[AIM OF THE EXERCISE] Output as a JSON list of strings the lines of the records starting at the line that contains "Where can the front bumper" and ending at the end of the records, both ends included. Give one string per line and omit blank lines.

** start of SOURCE RECORDS **

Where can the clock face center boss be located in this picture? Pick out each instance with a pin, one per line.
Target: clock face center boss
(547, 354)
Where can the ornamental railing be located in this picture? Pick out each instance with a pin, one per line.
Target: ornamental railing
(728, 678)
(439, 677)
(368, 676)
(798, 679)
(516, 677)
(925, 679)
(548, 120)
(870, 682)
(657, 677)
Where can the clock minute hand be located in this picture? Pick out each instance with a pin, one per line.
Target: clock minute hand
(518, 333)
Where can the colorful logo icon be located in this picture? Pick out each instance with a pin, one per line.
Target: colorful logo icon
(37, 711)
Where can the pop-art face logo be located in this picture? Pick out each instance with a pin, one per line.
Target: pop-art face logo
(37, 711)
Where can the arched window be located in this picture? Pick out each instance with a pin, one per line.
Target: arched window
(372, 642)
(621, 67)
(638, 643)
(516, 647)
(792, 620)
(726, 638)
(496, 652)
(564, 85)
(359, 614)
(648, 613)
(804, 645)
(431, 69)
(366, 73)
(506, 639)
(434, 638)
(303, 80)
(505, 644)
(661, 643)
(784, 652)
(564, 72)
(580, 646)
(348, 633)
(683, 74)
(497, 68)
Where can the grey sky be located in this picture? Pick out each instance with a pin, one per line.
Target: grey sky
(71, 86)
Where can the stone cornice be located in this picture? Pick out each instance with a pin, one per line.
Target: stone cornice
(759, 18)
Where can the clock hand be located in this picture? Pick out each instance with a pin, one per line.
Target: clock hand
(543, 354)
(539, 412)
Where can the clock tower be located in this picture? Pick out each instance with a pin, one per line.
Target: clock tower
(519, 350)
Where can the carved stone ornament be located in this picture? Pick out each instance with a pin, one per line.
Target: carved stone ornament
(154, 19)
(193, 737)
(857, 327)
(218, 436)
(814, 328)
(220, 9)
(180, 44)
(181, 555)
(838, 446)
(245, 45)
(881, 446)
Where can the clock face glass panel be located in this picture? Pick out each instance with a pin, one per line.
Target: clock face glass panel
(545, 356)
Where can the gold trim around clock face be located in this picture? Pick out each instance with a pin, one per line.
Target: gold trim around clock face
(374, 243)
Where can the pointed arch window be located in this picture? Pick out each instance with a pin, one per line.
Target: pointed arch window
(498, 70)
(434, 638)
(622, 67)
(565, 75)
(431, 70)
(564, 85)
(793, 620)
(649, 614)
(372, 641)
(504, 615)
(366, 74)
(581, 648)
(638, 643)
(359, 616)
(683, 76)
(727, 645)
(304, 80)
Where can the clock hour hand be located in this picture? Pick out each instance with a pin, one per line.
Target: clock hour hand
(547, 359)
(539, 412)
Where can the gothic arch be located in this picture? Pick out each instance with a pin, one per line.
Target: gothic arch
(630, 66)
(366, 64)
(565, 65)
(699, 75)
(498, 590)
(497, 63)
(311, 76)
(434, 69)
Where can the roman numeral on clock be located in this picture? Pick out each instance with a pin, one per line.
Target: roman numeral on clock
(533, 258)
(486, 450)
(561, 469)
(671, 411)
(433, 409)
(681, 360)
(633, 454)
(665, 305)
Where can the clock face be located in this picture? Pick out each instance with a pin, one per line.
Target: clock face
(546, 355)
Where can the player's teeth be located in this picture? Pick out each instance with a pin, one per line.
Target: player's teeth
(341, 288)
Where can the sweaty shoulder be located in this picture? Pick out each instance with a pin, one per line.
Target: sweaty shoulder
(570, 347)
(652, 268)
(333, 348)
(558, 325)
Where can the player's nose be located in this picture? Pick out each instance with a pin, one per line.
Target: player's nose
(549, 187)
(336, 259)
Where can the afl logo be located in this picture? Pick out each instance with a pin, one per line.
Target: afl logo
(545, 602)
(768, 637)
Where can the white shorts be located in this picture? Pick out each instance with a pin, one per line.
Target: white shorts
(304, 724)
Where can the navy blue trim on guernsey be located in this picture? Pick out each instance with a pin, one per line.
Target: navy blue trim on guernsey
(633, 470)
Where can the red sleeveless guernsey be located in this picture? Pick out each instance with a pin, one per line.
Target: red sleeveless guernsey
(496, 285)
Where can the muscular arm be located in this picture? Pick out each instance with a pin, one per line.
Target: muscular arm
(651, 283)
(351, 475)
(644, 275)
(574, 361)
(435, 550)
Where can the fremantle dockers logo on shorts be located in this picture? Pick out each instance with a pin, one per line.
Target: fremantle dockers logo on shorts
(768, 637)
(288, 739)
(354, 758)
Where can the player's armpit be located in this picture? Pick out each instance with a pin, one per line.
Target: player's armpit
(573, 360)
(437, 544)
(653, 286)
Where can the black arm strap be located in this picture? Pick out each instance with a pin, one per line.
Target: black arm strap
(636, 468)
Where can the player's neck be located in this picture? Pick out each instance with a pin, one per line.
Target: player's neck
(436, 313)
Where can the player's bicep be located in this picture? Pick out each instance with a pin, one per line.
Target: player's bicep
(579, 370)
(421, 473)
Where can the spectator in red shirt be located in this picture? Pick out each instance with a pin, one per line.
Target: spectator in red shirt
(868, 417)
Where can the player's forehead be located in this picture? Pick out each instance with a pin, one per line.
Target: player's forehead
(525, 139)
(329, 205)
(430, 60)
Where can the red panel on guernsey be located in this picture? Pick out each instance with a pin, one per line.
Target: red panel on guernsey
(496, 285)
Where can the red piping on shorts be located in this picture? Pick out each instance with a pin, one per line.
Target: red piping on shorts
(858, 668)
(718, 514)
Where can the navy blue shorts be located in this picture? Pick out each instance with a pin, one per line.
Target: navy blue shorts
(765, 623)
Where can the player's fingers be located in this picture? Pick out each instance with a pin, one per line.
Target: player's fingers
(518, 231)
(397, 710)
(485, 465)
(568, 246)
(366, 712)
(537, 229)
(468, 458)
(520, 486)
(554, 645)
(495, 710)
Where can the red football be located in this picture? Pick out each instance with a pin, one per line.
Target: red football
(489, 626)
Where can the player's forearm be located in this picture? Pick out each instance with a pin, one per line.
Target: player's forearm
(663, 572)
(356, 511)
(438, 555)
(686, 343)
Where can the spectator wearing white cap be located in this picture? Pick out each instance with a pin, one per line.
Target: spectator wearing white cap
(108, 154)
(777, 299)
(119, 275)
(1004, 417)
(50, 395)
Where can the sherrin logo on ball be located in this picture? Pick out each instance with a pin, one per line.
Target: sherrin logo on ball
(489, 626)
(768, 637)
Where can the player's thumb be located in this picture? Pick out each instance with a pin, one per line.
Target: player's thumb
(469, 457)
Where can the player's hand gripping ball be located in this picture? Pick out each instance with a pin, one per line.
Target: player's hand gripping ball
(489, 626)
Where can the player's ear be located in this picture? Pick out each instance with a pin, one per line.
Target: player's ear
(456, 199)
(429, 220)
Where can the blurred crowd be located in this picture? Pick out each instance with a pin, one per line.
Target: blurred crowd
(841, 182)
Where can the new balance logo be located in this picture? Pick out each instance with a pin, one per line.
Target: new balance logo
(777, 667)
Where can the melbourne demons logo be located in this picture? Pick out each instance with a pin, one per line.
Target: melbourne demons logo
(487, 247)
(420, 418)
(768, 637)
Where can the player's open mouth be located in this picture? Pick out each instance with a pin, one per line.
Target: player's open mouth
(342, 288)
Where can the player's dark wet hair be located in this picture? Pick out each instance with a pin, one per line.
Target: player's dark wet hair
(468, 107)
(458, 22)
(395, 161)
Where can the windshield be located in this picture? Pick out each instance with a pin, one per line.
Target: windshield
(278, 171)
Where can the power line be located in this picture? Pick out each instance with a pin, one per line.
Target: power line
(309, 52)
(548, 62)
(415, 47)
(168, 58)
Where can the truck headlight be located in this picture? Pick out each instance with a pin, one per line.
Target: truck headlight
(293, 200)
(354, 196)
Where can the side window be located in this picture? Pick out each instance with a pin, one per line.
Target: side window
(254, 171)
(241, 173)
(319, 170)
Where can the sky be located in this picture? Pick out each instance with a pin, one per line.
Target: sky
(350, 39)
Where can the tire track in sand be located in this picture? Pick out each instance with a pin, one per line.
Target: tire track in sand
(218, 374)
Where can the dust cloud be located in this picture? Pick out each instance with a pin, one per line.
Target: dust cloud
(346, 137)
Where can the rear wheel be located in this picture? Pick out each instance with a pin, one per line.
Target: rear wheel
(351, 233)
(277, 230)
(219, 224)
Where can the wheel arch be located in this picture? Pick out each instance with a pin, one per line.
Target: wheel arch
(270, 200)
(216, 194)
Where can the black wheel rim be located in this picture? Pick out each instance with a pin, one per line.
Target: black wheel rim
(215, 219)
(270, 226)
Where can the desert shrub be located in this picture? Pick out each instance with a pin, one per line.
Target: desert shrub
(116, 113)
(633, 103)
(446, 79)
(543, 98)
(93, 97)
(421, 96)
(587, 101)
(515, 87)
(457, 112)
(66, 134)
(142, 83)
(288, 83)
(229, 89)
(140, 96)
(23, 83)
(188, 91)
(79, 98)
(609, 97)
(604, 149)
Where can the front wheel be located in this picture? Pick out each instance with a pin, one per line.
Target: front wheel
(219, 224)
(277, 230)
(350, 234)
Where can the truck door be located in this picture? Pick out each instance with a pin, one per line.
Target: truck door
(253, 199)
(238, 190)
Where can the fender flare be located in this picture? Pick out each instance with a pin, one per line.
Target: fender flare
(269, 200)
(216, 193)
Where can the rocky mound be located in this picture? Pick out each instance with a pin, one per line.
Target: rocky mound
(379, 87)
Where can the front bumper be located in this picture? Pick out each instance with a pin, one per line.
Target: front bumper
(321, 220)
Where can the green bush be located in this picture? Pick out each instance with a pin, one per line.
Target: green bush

** end of SOURCE RECORDS **

[WRITTEN REPLY]
[
  "Where can the front bumper be located in this picture? Pick out each instance with a pin, one per line.",
  "Target: front bumper",
  "(321, 220)",
  "Where can the green bush be located in this picture? Pick out each instance with a pin, one per line.",
  "Target: green bush"
]